[Source passage — start]

# spellchk: default program

In [1]:
from default import *

## Documentation

Read `answer/default.py` starting with the `spellchk` function and see how it solves the task of spell correction using a pre-trained language model that can predict a replacement token for a masked token in the input.

In your submission, write some beautiful documentation of your program here.

In [2]:
from io import StringIO
with StringIO("4\tit will put your maind into non-stop learning.\n \
              3\t`` Sad '' wss not the right word , of course .\n \
              5,14	Just before Myra left -- Sue was saying good-by to Cathy , and she didm't realize I was near '' .") as f:
    for (locations, spellchk_sent) in spellchk(f):
        print("{locs}\t{sent}".format(
            locs=",".join([str(i) for i in locations]),
            sent=" ".join(spellchk_sent)
        ))

4	it will put your mind into non-stop learning.
3	`` Sad '' s not the right word , of course .
5,14	Just before Myra left -- cathy was saying good-by to Cathy , and she did realize I was near '' .


In [3]:
import numpy as np

def select_correction(typo, predict):
    # return the most likely prediction for the mask token
    dist_score = [len(set(typo.lower()).intersection(set(predict[i]['token_str'])))/len(typo) for i in range(len(predict))]
    best_ind = np.argmax(dist_score)
    return predict[best_ind]['token_str']

def spellchk(fh):
    for (locations, sent) in get_typo_locations(fh):
        spellchk_sent = sent
        for i in locations:
            # predict top_k replacements only for the typo word at index i
            predict = fill_mask(
                " ".join([ sent[j] if j != i else mask for j in range(len(sent)) ]), 
                top_k=20
            )
            logging.info(predict)
            spellchk_sent[i] = select_correction(sent[i], predict)
        yield(locations, spellchk_sent)

In [4]:
with StringIO("4\tit will put your maind into non-stop learning.\n \
              3\t`` Sad '' wss not the right word , of course .\n \
              5,14	Just before Myra left -- Sue was saying good-by to Cathy , and she didm't realize I was near '' .") as f:
    for (locations, spellchk_sent) in spellchk(f):
        print("{locs}\t{sent}".format(
            locs=",".join([str(i) for i in locations]),
            sent=" ".join(spellchk_sent)

[Source passage — finish]

> _Task instructions_
- a) In the spellchk notebook, what value is passed for top_k when fill_mask is called?
- b) Retype everything in the spellchk notebook from "return predict[best_ind]['token_str']" down to "spellchk_sent[i] = select_correction(sent[i], predict)".
- c) Translate this sentence from the spellchk notebook into Spanish: "In your submission, write some beautiful documentation of your program here."

[Dataset entries — start]

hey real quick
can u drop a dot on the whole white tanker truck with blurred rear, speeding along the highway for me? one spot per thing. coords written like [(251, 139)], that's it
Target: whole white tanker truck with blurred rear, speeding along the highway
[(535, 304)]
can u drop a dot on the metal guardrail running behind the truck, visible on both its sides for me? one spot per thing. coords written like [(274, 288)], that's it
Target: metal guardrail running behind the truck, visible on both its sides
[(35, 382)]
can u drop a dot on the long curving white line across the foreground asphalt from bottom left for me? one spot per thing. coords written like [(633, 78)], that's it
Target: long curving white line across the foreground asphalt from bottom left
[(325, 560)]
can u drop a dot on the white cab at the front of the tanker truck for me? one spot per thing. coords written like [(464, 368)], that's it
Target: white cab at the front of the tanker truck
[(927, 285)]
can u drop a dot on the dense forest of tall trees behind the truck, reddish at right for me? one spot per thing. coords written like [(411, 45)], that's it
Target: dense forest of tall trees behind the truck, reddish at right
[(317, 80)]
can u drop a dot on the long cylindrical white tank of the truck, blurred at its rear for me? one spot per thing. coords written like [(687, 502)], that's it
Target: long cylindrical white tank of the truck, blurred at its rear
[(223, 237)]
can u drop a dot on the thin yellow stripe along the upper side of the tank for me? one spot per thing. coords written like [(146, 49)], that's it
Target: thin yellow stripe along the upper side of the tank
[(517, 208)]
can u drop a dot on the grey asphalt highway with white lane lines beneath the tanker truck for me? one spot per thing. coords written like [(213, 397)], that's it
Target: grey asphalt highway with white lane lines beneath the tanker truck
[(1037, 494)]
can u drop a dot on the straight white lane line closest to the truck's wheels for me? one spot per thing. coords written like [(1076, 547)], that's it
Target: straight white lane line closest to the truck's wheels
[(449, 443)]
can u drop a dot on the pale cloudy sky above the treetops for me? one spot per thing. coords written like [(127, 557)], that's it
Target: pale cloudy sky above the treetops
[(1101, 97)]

[Dataset entries — finish]

> _Solved tasks_
- a) 20

- b)
return predict[best_ind]['token_str']

def spellchk(fh):
    for (locations, sent) in get_typo_locations(fh):
        spellchk_sent = sent
        for i in locations:
            # predict top_k replacements only for the typo word at index i
            predict = fill_mask(
                " ".join([ sent[j] if j != i else mask for j in range(len(sent)) ]), 
                top_k=20
            )
            logging.info(predict)
            spellchk_sent[i] = select_correction(sent[i], predict)

- c) En su entrega, escriba aquí una documentación hermosa de su programa.